* [What is being asked]:
Print all the data, keeping every line exactly as it is.

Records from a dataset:
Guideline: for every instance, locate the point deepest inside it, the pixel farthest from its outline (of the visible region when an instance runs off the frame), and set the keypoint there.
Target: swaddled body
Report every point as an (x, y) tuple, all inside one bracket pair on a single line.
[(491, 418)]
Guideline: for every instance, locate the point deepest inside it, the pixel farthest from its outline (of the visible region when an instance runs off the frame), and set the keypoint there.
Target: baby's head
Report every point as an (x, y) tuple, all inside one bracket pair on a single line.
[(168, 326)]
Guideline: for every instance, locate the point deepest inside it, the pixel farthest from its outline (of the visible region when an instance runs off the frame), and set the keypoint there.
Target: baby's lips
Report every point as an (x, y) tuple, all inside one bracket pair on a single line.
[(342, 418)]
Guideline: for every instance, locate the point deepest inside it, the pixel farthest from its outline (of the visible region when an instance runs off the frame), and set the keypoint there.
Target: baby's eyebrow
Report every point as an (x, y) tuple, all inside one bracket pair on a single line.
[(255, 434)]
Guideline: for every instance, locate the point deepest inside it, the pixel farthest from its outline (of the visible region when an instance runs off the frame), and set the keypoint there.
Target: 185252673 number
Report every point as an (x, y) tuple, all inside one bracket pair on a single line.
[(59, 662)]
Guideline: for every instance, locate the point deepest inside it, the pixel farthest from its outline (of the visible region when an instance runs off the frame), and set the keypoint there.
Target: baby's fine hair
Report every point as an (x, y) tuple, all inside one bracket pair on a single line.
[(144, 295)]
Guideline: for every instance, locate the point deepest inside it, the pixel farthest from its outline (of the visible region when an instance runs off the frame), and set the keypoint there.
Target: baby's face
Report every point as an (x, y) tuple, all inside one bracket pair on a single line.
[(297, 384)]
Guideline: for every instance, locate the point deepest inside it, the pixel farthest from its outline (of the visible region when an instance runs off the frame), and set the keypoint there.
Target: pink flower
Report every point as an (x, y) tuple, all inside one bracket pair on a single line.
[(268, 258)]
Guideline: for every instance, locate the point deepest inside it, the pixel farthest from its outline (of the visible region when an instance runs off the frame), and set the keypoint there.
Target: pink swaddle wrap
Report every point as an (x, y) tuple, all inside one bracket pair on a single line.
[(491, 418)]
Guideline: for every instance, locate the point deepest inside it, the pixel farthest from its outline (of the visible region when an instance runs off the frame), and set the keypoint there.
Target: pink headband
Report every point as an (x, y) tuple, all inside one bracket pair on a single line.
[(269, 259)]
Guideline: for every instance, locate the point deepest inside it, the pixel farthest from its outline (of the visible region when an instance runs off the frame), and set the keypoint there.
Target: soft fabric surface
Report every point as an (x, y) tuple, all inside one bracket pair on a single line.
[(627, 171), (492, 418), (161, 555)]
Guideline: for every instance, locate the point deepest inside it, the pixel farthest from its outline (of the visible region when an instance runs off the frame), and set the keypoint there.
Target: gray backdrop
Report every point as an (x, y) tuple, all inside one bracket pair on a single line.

* [Result below]:
Guideline: for every instance, locate the point deepest inside it, the pixel farthest from its outline (of the visible region when an instance runs off the frame), and set the keypoint there.
Target: swaddled body
Report every point as an (x, y) tuple, all inside one bracket pair on a single line.
[(491, 418)]
Guideline: for every instance, locate the point deepest inside it, the pixel farthest from its outline (of the visible region when an instance runs off the frame), and set the keypoint there.
Target: baby's head
Report every point as an (x, y) tuple, all inside one bracket pair on a single line.
[(168, 326)]
Guideline: for every instance, locate the point deepest inside it, the pixel farthest from its outline (of the visible region when an instance runs off the frame), and set the keypoint there.
Target: baby's lips
Report every point as an (x, y) tuple, all inside one bracket pair on a single line.
[(342, 418)]
Guideline: for every instance, locate the point deepest inside it, the pixel farthest from its outline (of the visible region when an instance runs off the frame), and set the keypoint there.
Target: baby's eyebrow
Report every point as an (x, y) tuple, all inside one bracket pair on a single line.
[(255, 434)]
Guideline: for every instance, locate the point deepest inside it, the pixel farthest from its outline (of the visible region when an instance runs off the frame), and set the keypoint there.
Target: 185252673 number
Report every point as an (x, y) tuple, all inside one bracket pair on a single line.
[(59, 662)]
Guideline: for every instance, locate the point deepest inside it, the pixel farthest from its outline (of the visible region when an instance runs off the frame), and set the keypoint there.
Target: baby's fine hair
Report every point as an (x, y) tuple, all inside one bracket pair on a single line.
[(144, 295)]
Guideline: for every instance, locate the point deepest inside it, the pixel farthest from its outline (of the visible region when an instance runs off the frame), and set the keypoint there.
Target: baby's face
Report every point as an (x, y) tuple, all inside one bracket pair on a single line.
[(297, 384)]
Guideline: for every instance, locate the point deepest inside it, the pixel farthest from its outline (of the visible region when an instance runs off the frame), and set the keypoint there.
Target: pink flower
Report every point as an (x, y) tuple, all inside one bracket pair on a single line.
[(268, 258)]
Guideline: for every instance, locate the point deepest inside it, the pixel farthest from its outline (of the visible region when an instance runs off the frame), and set the keypoint there.
Target: pink swaddle wrap
Report every point as an (x, y) tuple, all inside one bracket pair on a single line.
[(491, 418)]
Guideline: for every instance, locate the point deepest inside it, the pixel farthest from its outline (of the visible region when an instance runs off the frame), and set the keypoint there.
Target: pink headband
Report every point as an (x, y) tuple, all inside one bracket pair on a single line.
[(269, 259)]
Guideline: for every instance, locate the point deepest inside it, the pixel farthest from its outline (of the visible region when an instance runs off the frame), and set the keypoint there.
Target: soft fabric surface
Report every point as an (x, y) tuple, all inside one bracket pair on a single line.
[(627, 171), (492, 418), (161, 555)]
Guideline: for every instance, locate the point deepest inside it, the pixel farthest from its outline (of the visible region when an instance runs off the frame), and set the keypoint there.
Target: gray backdrop
Report every point as an (x, y) tuple, all inside one bracket pair on a single line.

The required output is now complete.